## Directions
1. Identify every line in the records that contains the word "concrete" and copy each such line in full.
2. Write what comes next in the passage about the traffic stop, beginning after its final sentence.

## Passage
He looked at me with suspicion. “87.”

I peeked over at Amber, trying not to look scared, as the cop returned to his car with my driver’s license. “How fast did he say?” she asked, unable to hear over the still frantic kids.

“Well, he said 87, but I doubt I was going that fast…” The hell I wasn’t. I started calculating the price of the ticket as he returned to his car to run my license. Damn, that might easily be $400, I thought.

“Where are you going?” he asked.

“Ohio, but just Phoenix tonight, sir.”

He looked at the riot going on in the back seats. Not even The Law could quiet these protesters. “I’m just gonna give you a fix-it ticket. Update your driver’s license to your current address within 30 days.”

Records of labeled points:

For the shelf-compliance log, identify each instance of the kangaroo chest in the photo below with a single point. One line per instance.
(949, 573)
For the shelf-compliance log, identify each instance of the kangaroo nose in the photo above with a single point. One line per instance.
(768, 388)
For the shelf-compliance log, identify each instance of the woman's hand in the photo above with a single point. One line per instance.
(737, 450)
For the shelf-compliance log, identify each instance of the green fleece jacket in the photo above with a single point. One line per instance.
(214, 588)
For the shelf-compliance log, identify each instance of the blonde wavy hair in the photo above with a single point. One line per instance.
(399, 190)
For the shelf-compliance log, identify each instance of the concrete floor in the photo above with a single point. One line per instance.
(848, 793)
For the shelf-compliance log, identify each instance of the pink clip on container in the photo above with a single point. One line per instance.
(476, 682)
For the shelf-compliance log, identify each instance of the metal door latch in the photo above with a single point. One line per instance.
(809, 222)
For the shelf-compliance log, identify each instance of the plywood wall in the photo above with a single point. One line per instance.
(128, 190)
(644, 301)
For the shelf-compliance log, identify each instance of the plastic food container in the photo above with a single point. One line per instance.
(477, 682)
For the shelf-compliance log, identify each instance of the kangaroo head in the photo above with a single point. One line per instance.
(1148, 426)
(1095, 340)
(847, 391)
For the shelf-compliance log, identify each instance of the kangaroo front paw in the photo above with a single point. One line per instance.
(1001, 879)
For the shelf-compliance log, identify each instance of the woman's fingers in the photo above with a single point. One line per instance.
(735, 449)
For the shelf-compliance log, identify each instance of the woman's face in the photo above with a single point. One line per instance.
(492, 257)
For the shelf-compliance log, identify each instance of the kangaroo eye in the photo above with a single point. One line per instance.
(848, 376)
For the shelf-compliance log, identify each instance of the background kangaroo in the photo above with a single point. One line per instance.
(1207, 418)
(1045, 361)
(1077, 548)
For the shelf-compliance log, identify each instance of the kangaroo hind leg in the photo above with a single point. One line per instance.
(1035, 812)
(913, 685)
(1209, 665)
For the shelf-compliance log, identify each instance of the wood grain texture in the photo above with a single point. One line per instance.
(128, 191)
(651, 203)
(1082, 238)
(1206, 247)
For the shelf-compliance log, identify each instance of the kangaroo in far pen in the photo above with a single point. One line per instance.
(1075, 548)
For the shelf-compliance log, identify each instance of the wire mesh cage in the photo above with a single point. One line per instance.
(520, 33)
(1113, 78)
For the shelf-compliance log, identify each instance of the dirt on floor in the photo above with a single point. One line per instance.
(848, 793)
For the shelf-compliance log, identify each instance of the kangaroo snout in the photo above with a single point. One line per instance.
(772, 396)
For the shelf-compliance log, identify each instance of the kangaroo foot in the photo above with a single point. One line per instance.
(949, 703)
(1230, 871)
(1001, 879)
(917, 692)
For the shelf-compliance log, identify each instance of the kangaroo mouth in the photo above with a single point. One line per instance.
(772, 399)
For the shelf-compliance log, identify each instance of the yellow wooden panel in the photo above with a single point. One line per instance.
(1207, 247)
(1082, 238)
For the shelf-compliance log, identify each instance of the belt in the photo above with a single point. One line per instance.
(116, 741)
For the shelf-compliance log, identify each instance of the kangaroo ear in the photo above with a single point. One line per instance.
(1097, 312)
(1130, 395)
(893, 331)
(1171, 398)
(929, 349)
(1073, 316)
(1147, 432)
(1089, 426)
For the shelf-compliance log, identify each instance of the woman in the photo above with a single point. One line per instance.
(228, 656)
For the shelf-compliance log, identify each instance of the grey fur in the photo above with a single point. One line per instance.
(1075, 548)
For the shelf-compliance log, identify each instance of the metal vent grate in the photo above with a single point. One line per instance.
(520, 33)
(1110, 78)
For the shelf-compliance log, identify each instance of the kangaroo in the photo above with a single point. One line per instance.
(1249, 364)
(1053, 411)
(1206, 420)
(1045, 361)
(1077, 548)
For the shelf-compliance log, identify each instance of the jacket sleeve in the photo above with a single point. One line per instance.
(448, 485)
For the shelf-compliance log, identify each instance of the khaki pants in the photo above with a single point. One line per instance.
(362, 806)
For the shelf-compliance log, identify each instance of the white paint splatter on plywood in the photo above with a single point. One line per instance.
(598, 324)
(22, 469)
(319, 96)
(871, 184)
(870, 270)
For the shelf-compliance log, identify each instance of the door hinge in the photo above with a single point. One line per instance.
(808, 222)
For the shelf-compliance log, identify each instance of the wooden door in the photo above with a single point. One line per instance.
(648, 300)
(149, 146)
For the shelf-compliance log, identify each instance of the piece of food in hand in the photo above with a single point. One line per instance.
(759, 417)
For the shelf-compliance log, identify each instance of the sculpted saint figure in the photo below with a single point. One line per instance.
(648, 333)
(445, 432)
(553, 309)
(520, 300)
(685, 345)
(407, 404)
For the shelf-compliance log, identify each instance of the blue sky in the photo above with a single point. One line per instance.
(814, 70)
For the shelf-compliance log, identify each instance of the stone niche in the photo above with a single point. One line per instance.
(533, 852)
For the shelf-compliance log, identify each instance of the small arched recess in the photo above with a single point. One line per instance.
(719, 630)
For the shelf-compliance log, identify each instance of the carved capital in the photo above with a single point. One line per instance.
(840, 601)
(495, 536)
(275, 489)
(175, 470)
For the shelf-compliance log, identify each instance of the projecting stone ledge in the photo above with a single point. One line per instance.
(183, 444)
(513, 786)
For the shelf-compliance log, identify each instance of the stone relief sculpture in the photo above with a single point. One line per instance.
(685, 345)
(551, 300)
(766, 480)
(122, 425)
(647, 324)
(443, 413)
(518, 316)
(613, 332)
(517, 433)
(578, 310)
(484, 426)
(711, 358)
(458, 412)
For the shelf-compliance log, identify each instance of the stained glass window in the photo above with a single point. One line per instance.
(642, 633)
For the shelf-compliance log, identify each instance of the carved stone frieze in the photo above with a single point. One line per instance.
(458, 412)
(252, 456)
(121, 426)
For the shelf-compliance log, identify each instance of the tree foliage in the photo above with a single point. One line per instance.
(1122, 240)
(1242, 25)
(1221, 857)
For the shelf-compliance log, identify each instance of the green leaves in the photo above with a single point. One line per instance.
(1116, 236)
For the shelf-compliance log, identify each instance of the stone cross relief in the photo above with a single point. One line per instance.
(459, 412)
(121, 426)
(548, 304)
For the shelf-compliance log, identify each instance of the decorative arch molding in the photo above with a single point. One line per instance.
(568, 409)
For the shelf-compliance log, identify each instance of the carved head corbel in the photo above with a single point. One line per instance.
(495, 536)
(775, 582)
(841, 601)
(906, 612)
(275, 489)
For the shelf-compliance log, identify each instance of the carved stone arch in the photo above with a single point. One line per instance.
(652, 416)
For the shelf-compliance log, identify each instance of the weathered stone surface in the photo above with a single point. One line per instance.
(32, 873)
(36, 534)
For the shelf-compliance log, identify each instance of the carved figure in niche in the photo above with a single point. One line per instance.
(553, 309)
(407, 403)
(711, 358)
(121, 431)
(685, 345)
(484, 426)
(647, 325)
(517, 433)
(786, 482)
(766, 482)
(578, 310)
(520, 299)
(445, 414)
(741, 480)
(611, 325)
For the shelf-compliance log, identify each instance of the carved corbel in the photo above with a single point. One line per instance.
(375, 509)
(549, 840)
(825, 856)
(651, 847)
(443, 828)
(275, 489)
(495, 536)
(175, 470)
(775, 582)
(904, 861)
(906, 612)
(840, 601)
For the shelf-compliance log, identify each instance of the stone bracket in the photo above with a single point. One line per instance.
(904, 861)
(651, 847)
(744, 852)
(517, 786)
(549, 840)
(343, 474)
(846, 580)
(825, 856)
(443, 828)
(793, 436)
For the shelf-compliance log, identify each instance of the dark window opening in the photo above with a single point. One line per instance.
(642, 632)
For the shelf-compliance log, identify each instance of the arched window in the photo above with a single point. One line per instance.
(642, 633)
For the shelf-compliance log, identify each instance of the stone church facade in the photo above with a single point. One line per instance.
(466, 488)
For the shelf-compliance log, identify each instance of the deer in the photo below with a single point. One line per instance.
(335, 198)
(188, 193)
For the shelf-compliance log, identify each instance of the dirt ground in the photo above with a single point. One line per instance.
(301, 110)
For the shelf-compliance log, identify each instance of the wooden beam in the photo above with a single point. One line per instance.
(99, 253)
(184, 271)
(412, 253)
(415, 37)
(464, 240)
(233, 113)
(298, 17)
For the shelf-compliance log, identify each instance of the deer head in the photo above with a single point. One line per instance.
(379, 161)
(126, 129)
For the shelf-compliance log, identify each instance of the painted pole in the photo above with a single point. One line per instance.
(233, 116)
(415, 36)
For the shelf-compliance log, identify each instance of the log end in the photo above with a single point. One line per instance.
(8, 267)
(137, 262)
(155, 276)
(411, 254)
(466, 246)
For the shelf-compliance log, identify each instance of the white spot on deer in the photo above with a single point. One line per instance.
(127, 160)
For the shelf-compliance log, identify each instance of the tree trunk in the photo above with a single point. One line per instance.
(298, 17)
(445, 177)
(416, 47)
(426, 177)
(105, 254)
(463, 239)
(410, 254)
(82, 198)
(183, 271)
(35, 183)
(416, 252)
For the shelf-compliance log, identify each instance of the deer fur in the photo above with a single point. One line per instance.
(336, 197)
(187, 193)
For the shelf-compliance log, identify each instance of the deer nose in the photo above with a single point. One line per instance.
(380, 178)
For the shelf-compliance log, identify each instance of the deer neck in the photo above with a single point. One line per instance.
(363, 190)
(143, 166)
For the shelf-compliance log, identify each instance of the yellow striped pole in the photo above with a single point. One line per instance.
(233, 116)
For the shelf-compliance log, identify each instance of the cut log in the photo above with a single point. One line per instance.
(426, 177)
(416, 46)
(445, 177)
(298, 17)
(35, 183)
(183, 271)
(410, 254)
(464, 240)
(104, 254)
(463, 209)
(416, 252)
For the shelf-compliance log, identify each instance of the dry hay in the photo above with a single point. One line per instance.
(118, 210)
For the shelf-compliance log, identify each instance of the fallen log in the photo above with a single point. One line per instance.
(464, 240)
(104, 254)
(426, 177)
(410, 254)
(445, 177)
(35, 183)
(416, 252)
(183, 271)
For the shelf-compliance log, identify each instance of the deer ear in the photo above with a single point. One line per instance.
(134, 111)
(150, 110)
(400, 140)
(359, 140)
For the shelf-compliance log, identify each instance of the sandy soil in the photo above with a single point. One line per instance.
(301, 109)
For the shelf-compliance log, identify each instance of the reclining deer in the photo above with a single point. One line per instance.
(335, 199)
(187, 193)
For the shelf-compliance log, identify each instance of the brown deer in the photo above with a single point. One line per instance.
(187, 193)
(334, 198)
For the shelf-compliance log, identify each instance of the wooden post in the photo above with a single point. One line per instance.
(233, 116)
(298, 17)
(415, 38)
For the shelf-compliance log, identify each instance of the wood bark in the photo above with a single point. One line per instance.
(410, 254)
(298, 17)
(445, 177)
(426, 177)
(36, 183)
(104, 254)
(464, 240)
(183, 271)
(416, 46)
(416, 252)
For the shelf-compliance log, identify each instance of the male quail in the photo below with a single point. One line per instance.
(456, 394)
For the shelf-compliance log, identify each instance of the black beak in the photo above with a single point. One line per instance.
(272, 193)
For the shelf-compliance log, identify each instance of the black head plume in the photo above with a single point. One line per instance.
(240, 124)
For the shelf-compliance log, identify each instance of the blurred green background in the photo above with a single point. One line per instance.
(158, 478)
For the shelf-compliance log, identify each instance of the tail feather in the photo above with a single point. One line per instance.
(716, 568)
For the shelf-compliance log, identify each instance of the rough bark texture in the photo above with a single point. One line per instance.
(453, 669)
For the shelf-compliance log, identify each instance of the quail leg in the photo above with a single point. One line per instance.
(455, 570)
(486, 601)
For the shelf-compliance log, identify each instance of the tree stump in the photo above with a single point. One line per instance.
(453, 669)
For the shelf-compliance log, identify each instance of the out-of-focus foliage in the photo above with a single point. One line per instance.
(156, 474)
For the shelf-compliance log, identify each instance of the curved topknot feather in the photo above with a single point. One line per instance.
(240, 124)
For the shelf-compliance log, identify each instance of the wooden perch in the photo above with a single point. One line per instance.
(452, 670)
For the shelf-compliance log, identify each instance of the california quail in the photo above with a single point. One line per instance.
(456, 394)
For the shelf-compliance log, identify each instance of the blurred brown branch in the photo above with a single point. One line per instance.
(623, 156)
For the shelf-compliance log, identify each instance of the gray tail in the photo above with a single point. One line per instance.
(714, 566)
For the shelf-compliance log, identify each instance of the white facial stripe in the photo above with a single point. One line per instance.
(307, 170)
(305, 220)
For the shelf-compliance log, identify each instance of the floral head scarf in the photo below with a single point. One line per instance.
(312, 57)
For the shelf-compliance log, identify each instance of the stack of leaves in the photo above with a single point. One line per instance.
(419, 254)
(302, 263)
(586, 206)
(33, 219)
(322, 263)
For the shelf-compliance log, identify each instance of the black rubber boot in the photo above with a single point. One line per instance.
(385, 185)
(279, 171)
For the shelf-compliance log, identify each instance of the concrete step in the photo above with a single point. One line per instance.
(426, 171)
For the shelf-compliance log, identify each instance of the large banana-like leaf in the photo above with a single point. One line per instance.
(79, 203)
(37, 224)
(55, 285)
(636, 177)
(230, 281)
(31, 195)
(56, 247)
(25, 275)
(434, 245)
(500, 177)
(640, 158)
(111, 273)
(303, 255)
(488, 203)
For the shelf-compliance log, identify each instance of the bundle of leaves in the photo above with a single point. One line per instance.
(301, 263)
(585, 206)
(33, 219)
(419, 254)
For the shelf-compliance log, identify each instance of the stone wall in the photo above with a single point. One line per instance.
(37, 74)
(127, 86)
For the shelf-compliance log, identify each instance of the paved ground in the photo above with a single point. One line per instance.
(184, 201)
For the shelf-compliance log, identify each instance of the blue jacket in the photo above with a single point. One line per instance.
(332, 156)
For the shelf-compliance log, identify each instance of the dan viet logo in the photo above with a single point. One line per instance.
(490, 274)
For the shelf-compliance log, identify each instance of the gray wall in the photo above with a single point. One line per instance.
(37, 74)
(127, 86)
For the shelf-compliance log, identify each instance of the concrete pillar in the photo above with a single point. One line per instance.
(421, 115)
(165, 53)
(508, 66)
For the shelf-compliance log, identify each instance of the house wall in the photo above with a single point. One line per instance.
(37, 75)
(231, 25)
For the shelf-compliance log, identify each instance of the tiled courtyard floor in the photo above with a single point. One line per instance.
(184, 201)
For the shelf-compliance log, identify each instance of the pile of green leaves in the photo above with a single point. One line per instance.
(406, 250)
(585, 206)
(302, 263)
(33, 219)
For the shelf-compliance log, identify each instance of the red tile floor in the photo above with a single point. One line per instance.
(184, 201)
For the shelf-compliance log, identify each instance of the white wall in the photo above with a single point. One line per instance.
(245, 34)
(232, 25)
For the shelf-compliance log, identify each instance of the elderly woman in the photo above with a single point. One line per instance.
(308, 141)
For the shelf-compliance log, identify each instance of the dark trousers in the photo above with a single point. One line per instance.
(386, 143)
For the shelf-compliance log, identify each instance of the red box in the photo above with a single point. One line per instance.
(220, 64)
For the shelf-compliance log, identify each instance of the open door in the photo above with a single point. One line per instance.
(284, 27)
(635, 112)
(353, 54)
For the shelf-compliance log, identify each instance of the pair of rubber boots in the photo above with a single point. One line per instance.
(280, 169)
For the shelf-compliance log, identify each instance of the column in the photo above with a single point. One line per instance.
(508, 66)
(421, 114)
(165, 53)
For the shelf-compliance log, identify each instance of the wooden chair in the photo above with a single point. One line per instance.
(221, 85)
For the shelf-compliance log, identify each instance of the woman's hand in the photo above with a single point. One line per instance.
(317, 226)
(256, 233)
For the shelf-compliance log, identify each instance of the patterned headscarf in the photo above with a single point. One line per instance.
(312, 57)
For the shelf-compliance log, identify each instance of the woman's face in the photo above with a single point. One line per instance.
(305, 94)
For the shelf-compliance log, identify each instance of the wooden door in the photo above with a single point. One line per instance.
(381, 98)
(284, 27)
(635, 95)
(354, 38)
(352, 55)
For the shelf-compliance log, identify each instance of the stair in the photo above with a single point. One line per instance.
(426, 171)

## Answers provided
1.
For the shelf-compliance log, identify each instance of the concrete floor in the photo above with a single point. One line per instance.
For the shelf-compliance log, identify each instance of the concrete step in the photo above with a single point. One line per instance.
For the shelf-compliance log, identify each instance of the concrete pillar in the photo above with a single point. One line per instance.

2.
With strict adherence to the speed limit, we arrived in Phoenix four hours later, around midnight. The kids were knocked out limp. We carried them and far too much luggage to the suite’s back room. Feeling relieved, and having bonded through our bad decision, Amber and I raided the minibar. One drink turned to two drinks and two drinks turned to “grown folk thangs.” A day of stress was nearly relieved, at least on my end, when our three-year-old walked in on us with a confused smile. Amber jumped away in a split second, like one of Maury’s out of control teens being busted by a drill sergeant. I just sat there butt-ass naked and smiled back at him. Happy parents, happy children.

As we made our way through Arizona and New Mexico, we refined a system that made the trip somewhat bearable. I drove most of the time. In the seat next to me we stored the important items: a baby toilet and a cooler. Amber sat in the second row, twisting her back and stretching her right arm to the third row to caress the oldest boys when crying, while her left arm rocked the newborn’s car seat.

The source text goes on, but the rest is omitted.